→ **What to do**: Retype each record below word for word. Leave the pictures out.

▼

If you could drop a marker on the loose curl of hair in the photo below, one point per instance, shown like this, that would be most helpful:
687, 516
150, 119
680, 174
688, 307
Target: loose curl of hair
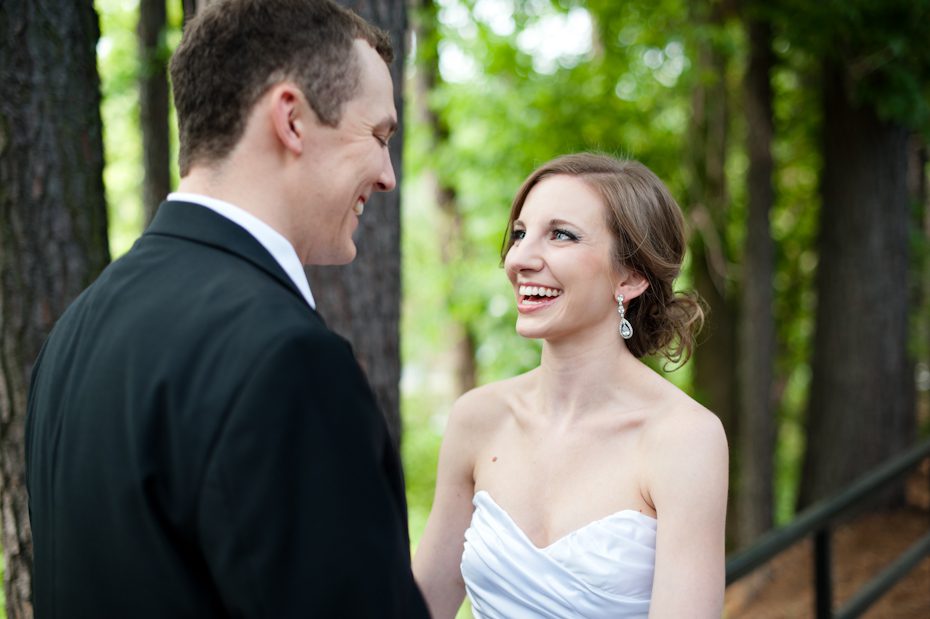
649, 238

▲

→ **Reply to the exercise**:
If you could drop a marker on the loose curl of hair in the photo below, one point per instance, shown like this, that would be most helpful:
687, 516
150, 119
680, 174
688, 307
Target: loose curl of hair
649, 238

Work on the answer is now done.